═══ Supplied entries ═══

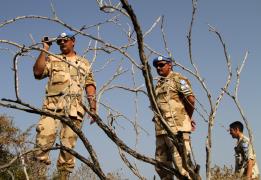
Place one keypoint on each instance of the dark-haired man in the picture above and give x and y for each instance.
(246, 166)
(69, 76)
(175, 100)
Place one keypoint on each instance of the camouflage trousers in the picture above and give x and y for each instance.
(47, 131)
(167, 153)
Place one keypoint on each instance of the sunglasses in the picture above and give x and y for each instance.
(160, 65)
(64, 40)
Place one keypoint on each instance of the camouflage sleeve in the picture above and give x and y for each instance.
(47, 68)
(248, 151)
(89, 78)
(185, 87)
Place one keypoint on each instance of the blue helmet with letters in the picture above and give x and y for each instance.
(66, 33)
(161, 58)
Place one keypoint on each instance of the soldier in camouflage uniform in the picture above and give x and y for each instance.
(175, 99)
(69, 75)
(245, 159)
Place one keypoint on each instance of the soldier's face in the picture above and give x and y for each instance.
(66, 45)
(233, 132)
(163, 68)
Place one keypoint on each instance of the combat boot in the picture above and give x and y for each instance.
(41, 171)
(64, 175)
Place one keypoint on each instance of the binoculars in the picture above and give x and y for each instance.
(48, 41)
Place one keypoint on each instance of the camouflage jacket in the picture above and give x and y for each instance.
(67, 80)
(170, 92)
(244, 152)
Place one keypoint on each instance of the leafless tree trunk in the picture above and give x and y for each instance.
(135, 38)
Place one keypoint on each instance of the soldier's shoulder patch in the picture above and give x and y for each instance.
(182, 81)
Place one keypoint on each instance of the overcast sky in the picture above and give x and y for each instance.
(237, 21)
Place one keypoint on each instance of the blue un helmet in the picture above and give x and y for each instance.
(161, 58)
(66, 33)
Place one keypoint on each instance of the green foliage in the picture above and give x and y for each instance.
(224, 173)
(9, 139)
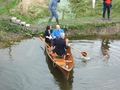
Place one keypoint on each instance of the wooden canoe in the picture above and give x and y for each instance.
(66, 65)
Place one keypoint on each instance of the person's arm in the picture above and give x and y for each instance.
(50, 4)
(53, 34)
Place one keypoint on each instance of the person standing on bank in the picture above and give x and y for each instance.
(47, 34)
(60, 46)
(106, 5)
(56, 35)
(52, 8)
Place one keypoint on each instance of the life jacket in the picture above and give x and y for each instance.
(108, 1)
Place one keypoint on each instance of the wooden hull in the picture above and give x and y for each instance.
(66, 65)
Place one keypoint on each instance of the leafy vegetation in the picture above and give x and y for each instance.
(83, 8)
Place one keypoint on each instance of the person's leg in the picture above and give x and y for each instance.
(104, 11)
(56, 16)
(108, 11)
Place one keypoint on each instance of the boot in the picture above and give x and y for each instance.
(57, 21)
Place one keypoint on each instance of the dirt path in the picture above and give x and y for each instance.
(83, 20)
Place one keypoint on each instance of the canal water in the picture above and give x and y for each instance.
(25, 66)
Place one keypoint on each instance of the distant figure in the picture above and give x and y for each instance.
(106, 5)
(93, 3)
(60, 46)
(56, 32)
(47, 34)
(52, 8)
(56, 35)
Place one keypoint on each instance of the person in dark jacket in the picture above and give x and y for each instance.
(47, 34)
(60, 46)
(52, 8)
(106, 5)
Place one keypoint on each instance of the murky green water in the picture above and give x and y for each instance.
(63, 10)
(25, 66)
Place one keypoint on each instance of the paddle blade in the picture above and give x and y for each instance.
(84, 54)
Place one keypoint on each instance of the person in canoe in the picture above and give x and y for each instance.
(47, 34)
(60, 46)
(56, 35)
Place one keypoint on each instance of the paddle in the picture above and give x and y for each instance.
(83, 53)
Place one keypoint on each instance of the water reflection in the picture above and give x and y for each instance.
(59, 79)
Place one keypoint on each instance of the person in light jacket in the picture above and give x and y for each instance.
(52, 9)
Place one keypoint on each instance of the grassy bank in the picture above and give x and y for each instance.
(83, 8)
(10, 32)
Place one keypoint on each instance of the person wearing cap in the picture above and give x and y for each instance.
(47, 34)
(107, 4)
(60, 46)
(52, 8)
(56, 35)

═══

(Exercise goal): Write out exactly the final stretch of the records: the line containing "Place one keypoint on each instance of the leafy" and every line after it, through the last, and nothing else.

(Response):
Place one keypoint on each instance of the leafy vegetation in the picture above and give x and y for each instance.
(83, 8)
Place one keypoint on each instance of the person's leg in the picture above and give x and y for each instance.
(104, 11)
(56, 16)
(108, 11)
Place one keypoint on each instance of the boot in the picture above and give x and y for each instance.
(57, 21)
Place one keypoint on each instance of the dirt path in the picture above and give x and y for each instance.
(83, 20)
Place one keypoint on each instance of the canal water in the picture above and give x and y for each instance.
(25, 66)
Place one keypoint on each instance of the distant figure in the picture above and give x and y for each instance.
(106, 5)
(93, 3)
(60, 46)
(56, 32)
(47, 34)
(52, 8)
(56, 35)
Place one keypoint on each instance of the person in dark jacket in the picture above and give x and y for each instance.
(47, 34)
(60, 46)
(52, 8)
(106, 5)
Place one keypoint on each instance of the murky green water in the picture above and give x and y for each instance.
(63, 10)
(25, 66)
Place one keypoint on each instance of the paddle blade in the picture above and give x and y for each instance.
(84, 54)
Place one keypoint on each instance of the person in canoe in the picture above and give x and y for each instance.
(47, 34)
(60, 46)
(56, 35)
Place one keypoint on each instance of the paddle in the picture above and give x and y for each instance.
(83, 53)
Place one keypoint on each instance of the water reflection in the picture above and give x and y for each instance.
(59, 79)
Place one keypoint on each instance of the person in light jacket in the picture above and give x and y for each instance.
(52, 9)
Place one keypoint on each instance of the grassy bank in the picture above and give x and y for each instance.
(83, 8)
(10, 32)
Place one keypoint on each instance of the person wearing cap in the picture above and give x and y for each instance.
(47, 34)
(107, 4)
(60, 46)
(52, 8)
(56, 35)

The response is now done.